Tarea A:
Indica si cada afirmación coincide con el artículo: (i) Jesús dice que su reino no es de este mundo; (ii) Cristo reina desde un palacio; (iii) sobre la cabeza de Cristo está escrito «Este es el Rey de los judíos». Responde sí o no en cada caso y cita literalmente las palabras del artículo que lo deciden.

Jesús mismo responde: «Mi reino no es de este mundo. Si lo fuera, tendría gente a mi servicio que pelearía para que yo no fuera entregado a los judíos. Pero mi reino no es de aquí». ¿Qué tipo de reino es el que esperamos? El problema de su tiempo se repite hoy, y consiste en entender el Reinado de Cristo con expectativas demasiado "mundanas". Su reino «no es de este mundo»; así que, si estamos esperando un reinado con las características de una monarquía terrenal, la que fuese, estamos entendiendo mal. Así como Cristo, el Rey, no es de la realeza del mundo, ni de la alcurnia temporal, ni ostenta riquezas que el orín corroe o un poder político pasajero, tampoco su reinado responde a las formas mundanas. Este Emperador nuestro, es el Hijo de Dios; entonces, su Reino y su reinado corresponden al querer de Dios, manifestado en Su vida y en sus palabras.
El Evangelio de este domingo nos introduce en el misterio de un reinado sin precedentes en la historia de la humanidad: Cristo reina desde la Cruz. Sobre su cabeza está escrito: «Este es el Rey de los judíos». Y allí, en su trono de entrega, brota la súplica incesante de todo el que le ha conocido a través de los siglos, en todo tiempo y lugar: «Jesús, acuérdate de mí cuando vengas con tu Reino». Y sobre aquel corazón contrito se derrama hoy —como lo ha sido desde entonces— la promesa real: «Hoy estarás conmigo en el Paraíso» (Lc 23,35-43). ¿Queremos mayor prueba de misericordia y reconciliación?

Tarea B:
Extrae del listado que sigue todas las líneas que contienen la cadena "Target".

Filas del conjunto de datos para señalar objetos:
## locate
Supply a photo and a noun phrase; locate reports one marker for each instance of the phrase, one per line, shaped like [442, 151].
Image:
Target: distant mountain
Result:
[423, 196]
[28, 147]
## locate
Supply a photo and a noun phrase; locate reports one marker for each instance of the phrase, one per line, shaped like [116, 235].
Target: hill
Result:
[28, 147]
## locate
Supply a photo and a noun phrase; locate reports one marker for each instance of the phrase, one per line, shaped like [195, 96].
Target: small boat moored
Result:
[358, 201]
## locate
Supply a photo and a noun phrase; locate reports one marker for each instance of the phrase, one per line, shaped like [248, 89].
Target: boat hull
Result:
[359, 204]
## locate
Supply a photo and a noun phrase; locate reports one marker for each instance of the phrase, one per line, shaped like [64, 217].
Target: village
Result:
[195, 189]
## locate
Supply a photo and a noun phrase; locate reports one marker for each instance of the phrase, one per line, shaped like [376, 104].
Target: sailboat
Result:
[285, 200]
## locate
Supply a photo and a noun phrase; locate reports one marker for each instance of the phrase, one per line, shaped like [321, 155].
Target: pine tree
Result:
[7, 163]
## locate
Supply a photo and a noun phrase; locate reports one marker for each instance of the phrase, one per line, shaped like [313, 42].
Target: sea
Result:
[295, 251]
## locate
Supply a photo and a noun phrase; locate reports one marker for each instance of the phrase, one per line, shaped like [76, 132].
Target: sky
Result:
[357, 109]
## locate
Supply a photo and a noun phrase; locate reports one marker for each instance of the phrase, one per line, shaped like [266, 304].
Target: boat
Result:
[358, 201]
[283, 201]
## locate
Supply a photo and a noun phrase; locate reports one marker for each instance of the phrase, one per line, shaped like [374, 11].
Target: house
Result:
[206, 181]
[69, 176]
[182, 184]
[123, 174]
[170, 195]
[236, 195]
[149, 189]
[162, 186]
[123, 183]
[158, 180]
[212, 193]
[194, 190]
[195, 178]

* * *

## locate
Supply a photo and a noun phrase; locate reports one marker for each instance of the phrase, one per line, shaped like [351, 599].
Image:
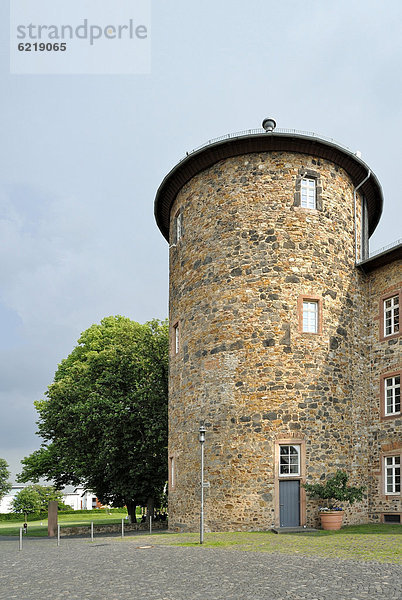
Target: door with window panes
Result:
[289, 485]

Respuesta escrita A:
(i) Sí: «Mi reino no es de este mundo».
(ii) No: «Cristo reina desde la Cruz».
(iii) Sí: «Sobre su cabeza está escrito: «Este es el Rey de los judíos»».

Respuesta escrita B:
Target: distant mountain
Target: hill
Target: small boat moored
Target: boat hull
Target: village
Target: sailboat
Target: pine tree
Target: sea
Target: sky
Target: boat
Target: house
Target: door with window panes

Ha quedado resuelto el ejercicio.